> Exercise description: Write out every line of the entries below word for word, but leave out the pictures.

> Segmentation labeling items:
..........

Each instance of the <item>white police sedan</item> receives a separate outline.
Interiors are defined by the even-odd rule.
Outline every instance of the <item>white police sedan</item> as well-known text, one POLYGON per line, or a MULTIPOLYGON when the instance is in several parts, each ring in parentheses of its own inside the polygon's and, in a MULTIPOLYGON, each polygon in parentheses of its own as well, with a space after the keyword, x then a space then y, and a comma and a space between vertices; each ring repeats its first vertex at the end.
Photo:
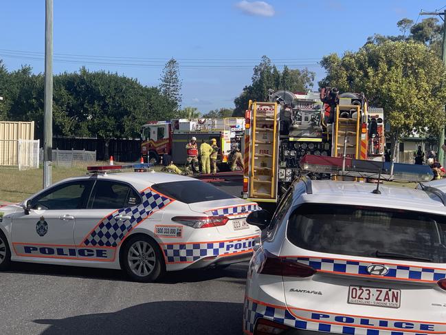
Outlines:
POLYGON ((0 208, 0 270, 44 263, 124 269, 153 281, 165 271, 227 265, 250 258, 260 230, 245 218, 257 209, 172 174, 69 178, 0 208))
POLYGON ((296 183, 248 270, 248 334, 446 333, 446 197, 439 190, 296 183))

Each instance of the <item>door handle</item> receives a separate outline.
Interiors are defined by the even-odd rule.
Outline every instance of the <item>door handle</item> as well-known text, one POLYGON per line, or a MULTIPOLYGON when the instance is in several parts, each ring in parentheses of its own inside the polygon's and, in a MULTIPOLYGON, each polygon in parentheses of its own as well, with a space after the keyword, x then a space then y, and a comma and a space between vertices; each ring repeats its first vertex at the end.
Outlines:
POLYGON ((60 216, 59 219, 63 221, 74 220, 74 217, 73 215, 70 215, 69 214, 65 214, 65 215, 60 216))
POLYGON ((129 220, 131 218, 132 218, 132 217, 131 217, 131 216, 122 215, 115 215, 115 216, 113 217, 113 219, 115 219, 115 220, 122 220, 122 221, 129 220))

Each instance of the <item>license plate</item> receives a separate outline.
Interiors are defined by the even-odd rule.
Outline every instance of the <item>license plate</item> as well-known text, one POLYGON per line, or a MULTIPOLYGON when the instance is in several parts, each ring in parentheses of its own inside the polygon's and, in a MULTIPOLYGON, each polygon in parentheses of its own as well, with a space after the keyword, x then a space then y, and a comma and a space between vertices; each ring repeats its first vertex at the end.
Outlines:
POLYGON ((401 301, 401 290, 355 285, 348 288, 348 303, 399 308, 401 301))
POLYGON ((232 226, 234 230, 241 230, 249 228, 249 225, 246 223, 246 220, 233 220, 232 226))

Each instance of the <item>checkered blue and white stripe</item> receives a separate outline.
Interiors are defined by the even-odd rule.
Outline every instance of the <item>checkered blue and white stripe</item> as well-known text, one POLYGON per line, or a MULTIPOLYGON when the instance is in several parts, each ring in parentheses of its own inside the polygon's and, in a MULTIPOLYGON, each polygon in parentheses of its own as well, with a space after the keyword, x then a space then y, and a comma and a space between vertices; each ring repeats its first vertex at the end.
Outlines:
MULTIPOLYGON (((333 259, 317 257, 293 257, 299 263, 310 266, 316 270, 322 271, 345 273, 346 274, 359 274, 370 276, 367 267, 372 264, 380 264, 381 262, 368 263, 357 261, 333 259)), ((436 269, 416 266, 405 266, 396 264, 387 264, 389 272, 384 278, 437 282, 446 277, 446 269, 436 269)))
POLYGON ((192 263, 204 257, 236 254, 252 250, 258 236, 233 241, 163 244, 166 263, 192 263))
POLYGON ((151 189, 141 193, 142 202, 138 206, 122 208, 114 212, 100 222, 85 238, 85 246, 117 246, 135 226, 153 213, 164 208, 172 200, 157 193, 151 189), (117 215, 129 215, 129 220, 115 219, 117 215))
MULTIPOLYGON (((245 334, 252 334, 253 333, 254 325, 258 318, 263 318, 300 329, 345 335, 413 335, 414 334, 403 331, 397 332, 351 327, 348 325, 342 325, 306 321, 293 316, 285 306, 268 306, 245 298, 243 307, 243 332, 245 334)), ((419 334, 422 333, 423 331, 420 331, 419 334)))
POLYGON ((206 212, 213 216, 225 216, 225 215, 236 215, 242 214, 248 214, 255 210, 259 210, 260 208, 257 204, 250 204, 247 205, 235 206, 233 207, 227 207, 225 208, 212 209, 206 212))

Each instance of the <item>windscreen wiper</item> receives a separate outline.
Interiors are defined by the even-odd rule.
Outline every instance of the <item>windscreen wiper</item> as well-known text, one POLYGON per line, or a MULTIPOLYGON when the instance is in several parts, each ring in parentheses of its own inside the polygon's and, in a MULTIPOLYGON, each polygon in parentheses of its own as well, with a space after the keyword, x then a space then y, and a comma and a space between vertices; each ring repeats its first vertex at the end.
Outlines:
POLYGON ((375 255, 376 255, 377 257, 379 257, 379 258, 388 257, 388 258, 396 258, 399 259, 412 259, 414 261, 434 262, 434 260, 430 258, 418 257, 416 256, 412 256, 412 255, 400 254, 399 252, 386 252, 377 250, 375 255))

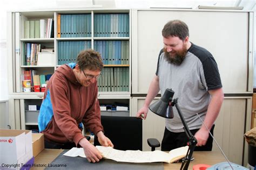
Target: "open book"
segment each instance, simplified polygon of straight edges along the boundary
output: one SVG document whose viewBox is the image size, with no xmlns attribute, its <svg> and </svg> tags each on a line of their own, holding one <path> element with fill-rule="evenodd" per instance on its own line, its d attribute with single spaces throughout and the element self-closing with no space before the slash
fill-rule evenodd
<svg viewBox="0 0 256 170">
<path fill-rule="evenodd" d="M 111 147 L 97 146 L 105 159 L 112 159 L 118 162 L 144 163 L 164 162 L 172 163 L 184 158 L 188 146 L 173 149 L 169 153 L 160 151 L 120 151 Z"/>
</svg>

..........

> The completed task:
Each instance of the <item>white police sedan</item> receives a separate outline.
Interiors are defined by the even-odd rule.
Outline every instance of the <item>white police sedan</item> as well-known text, one POLYGON per line, or a MULTIPOLYGON when the instance is in several parts, each ring in parentheses of its own inside the polygon's and, in a MULTIPOLYGON, each polygon in parentheses of its own as well, with a space after the keyword, x then a space then y, and a comma and a space between vertices; each ring repeats its first vertex at the end.
Photo:
Outlines:
POLYGON ((0 208, 0 270, 44 263, 124 269, 153 281, 165 271, 227 265, 250 258, 260 230, 245 218, 257 209, 172 174, 69 178, 0 208))
POLYGON ((296 183, 248 270, 248 334, 446 333, 446 197, 439 190, 296 183))

Each instance of the <item>door handle</item> receives a separate outline.
Interiors are defined by the even-odd rule.
Outline every instance of the <item>door handle</item> as well-known text, one POLYGON per line, or a MULTIPOLYGON when the instance is in several parts, each ring in parentheses of its own inside the polygon's and, in a MULTIPOLYGON, each polygon in parentheses of its own as well, with a space after the keyword, x then a space then y, and a comma and a space between vertices; each ring repeats its first vertex at the end.
Outlines:
POLYGON ((60 216, 59 219, 63 221, 74 220, 74 217, 73 215, 70 215, 69 214, 65 214, 65 215, 60 216))
POLYGON ((129 220, 131 218, 132 218, 132 217, 131 217, 131 216, 122 215, 115 215, 115 216, 113 217, 113 219, 115 219, 115 220, 122 220, 122 221, 129 220))

Each instance of the <item>license plate</item> receives a separate outline.
Interiors are defined by the even-odd rule.
Outline every instance of the <item>license plate</item> as well-known text, one POLYGON per line, or a MULTIPOLYGON when the instance is in several parts, each ring in parentheses of its own inside the polygon's and, in a MULTIPOLYGON, each polygon in parentheses of its own as well, with a space after the keyword, x then a space then y, and a comma and a space between vertices; each ring repeats its first vertex at the end.
Outlines:
POLYGON ((401 301, 401 290, 355 285, 348 288, 348 303, 399 308, 401 301))
POLYGON ((232 226, 234 230, 241 230, 249 228, 249 225, 246 223, 246 220, 233 220, 232 226))

Each instance of the <item>checkered blue and white stripe</item> receives a separate outline.
Interiors are defined by the even-odd rule.
Outline every instance of the <item>checkered blue and white stripe</item> as well-known text, one POLYGON per line, or a MULTIPOLYGON when the instance is in several parts, each ring in parentheses of its own inside the polygon's and, in a MULTIPOLYGON, each polygon in parentheses of its own as well, with a space after the keyword, x then a space then y, and a comma and a space between vertices; each ring repeats its first vertex at the end.
Outlines:
MULTIPOLYGON (((333 259, 317 257, 293 257, 299 263, 310 266, 316 270, 322 271, 345 273, 346 274, 359 274, 370 276, 367 267, 372 264, 380 264, 381 262, 368 263, 357 261, 333 259)), ((436 269, 416 266, 405 266, 396 264, 387 264, 389 272, 384 278, 437 282, 446 277, 446 269, 436 269)))
POLYGON ((192 263, 204 257, 236 254, 252 250, 258 236, 233 241, 163 244, 166 263, 192 263))
POLYGON ((151 189, 141 193, 142 202, 138 206, 122 208, 114 212, 100 222, 85 238, 85 246, 117 246, 135 226, 153 213, 164 208, 172 200, 157 193, 151 189), (117 215, 129 215, 129 220, 115 219, 117 215))
MULTIPOLYGON (((245 334, 252 334, 253 333, 254 325, 258 318, 263 318, 300 329, 345 335, 413 335, 414 334, 403 331, 397 332, 351 327, 348 325, 342 325, 306 321, 293 316, 285 306, 268 306, 245 298, 243 307, 243 332, 245 334)), ((419 334, 422 333, 423 331, 420 331, 419 334)))
POLYGON ((206 212, 213 216, 225 216, 225 215, 236 215, 242 214, 248 214, 255 210, 259 210, 260 208, 257 204, 250 204, 247 205, 235 206, 233 207, 227 207, 225 208, 212 209, 206 212))

Each instance of the <item>windscreen wiper</item> receives a separate outline.
Interiors are defined by the even-odd rule.
Outline every instance of the <item>windscreen wiper</item> as well-known text, one POLYGON per line, or a MULTIPOLYGON when the instance is in several parts, each ring in parentheses of its own inside the polygon's and, in a MULTIPOLYGON, each polygon in parentheses of its own as well, with a space after the keyword, x then a space then y, and a comma and a space between vertices; each ring repeats its first vertex at the end.
Outlines:
POLYGON ((375 255, 376 255, 377 257, 379 257, 379 258, 388 257, 388 258, 396 258, 399 259, 412 259, 414 261, 434 262, 434 260, 430 258, 418 257, 416 256, 412 256, 412 255, 400 254, 399 252, 386 252, 377 250, 375 255))

Target: "open book"
segment each instance, simplified polygon of straight edges along the boundary
output: one SVG document whose viewBox is the image size, with no xmlns attribute, its <svg> and </svg> tags each on a line of their own, holding one <path> element with fill-rule="evenodd" per instance on its own line, its d attribute with single spaces throughout and the element self-closing with no space before the slash
fill-rule evenodd
<svg viewBox="0 0 256 170">
<path fill-rule="evenodd" d="M 111 147 L 97 146 L 105 159 L 112 159 L 118 162 L 144 163 L 164 162 L 172 163 L 184 158 L 188 146 L 173 149 L 169 153 L 160 151 L 120 151 Z"/>
</svg>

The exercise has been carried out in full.